== EXERCISE INSTRUCTIONS ==
The records that follow must be reproduced in full, exactly as written.
## begin MATERIALS PROVIDED
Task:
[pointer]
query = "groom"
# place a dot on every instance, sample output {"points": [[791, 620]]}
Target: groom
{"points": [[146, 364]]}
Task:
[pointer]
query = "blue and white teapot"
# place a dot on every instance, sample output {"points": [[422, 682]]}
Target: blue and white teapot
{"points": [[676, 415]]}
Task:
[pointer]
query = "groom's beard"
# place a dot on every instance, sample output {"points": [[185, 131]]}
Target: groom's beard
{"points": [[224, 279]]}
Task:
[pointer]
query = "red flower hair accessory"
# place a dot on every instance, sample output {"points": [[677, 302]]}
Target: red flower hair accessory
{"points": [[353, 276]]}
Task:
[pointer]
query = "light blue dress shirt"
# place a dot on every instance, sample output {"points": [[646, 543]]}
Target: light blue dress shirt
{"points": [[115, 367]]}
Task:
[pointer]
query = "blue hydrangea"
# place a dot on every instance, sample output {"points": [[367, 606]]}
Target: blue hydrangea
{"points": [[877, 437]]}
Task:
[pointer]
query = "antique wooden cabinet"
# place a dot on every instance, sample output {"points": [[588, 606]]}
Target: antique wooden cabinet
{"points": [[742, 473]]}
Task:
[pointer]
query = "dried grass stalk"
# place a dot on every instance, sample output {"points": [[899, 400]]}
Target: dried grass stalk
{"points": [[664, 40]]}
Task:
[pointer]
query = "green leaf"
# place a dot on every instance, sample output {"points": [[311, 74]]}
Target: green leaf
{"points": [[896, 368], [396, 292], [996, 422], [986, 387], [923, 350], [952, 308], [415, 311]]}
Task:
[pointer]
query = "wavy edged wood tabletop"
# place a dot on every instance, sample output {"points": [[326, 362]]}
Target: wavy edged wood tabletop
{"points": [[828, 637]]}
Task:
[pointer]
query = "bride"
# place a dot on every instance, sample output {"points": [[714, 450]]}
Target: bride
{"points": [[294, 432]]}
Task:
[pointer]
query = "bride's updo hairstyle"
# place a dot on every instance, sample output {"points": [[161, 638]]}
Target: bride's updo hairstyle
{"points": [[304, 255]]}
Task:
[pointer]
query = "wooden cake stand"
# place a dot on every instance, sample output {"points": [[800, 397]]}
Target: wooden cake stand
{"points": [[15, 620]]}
## end MATERIALS PROVIDED
== WRITTEN SOLUTION ==
Task:
[pointer]
query = "groom"
# place a dot on every instance, sample output {"points": [[791, 620]]}
Target: groom
{"points": [[146, 364]]}
Task:
[pointer]
query = "blue and white teapot"
# place a dot on every instance, sample output {"points": [[422, 682]]}
Target: blue and white teapot
{"points": [[676, 415]]}
Task:
[pointer]
query = "groom's beard"
# place a dot on every instance, sample output {"points": [[185, 131]]}
Target: groom's beard
{"points": [[224, 279]]}
Task:
[pointer]
query = "red flower hair accessory"
# place a dot on every instance, sample output {"points": [[677, 302]]}
Target: red flower hair accessory
{"points": [[353, 276]]}
Task:
[pointer]
query = "light blue dress shirt"
# place a dot on every instance, sample output {"points": [[646, 543]]}
Target: light blue dress shirt
{"points": [[115, 367]]}
Task:
[pointer]
query = "blue hydrangea"
# place a dot on every instance, sample output {"points": [[367, 606]]}
Target: blue hydrangea
{"points": [[877, 437]]}
Task:
[pointer]
query = "antique wooden cabinet"
# place a dot on every instance, sample output {"points": [[588, 606]]}
Target: antique wooden cabinet
{"points": [[742, 473]]}
Task:
[pointer]
query = "dried grass stalk"
# place a dot on every instance, sample output {"points": [[899, 400]]}
Target: dried grass stalk
{"points": [[664, 40]]}
Task:
[pointer]
query = "green leaf"
# place a dot on every instance, sample output {"points": [[311, 74]]}
Target: green leaf
{"points": [[896, 368], [396, 292], [996, 422], [986, 387], [923, 350], [952, 308], [415, 311]]}
Task:
[pointer]
query = "wavy edged wood tabletop"
# place a dot on every instance, sample output {"points": [[326, 362]]}
Target: wavy edged wood tabletop
{"points": [[828, 637]]}
Task:
[pointer]
query = "bride"
# place a dot on every instance, sample output {"points": [[714, 450]]}
Target: bride
{"points": [[294, 432]]}
Task:
[pointer]
query = "bride's updo hairstyle"
# place a dot on every instance, sample output {"points": [[161, 638]]}
Target: bride's updo hairstyle
{"points": [[304, 255]]}
Task:
[pointer]
query = "wooden cake stand"
# place a dot on every instance, sample output {"points": [[800, 397]]}
Target: wooden cake stand
{"points": [[15, 620]]}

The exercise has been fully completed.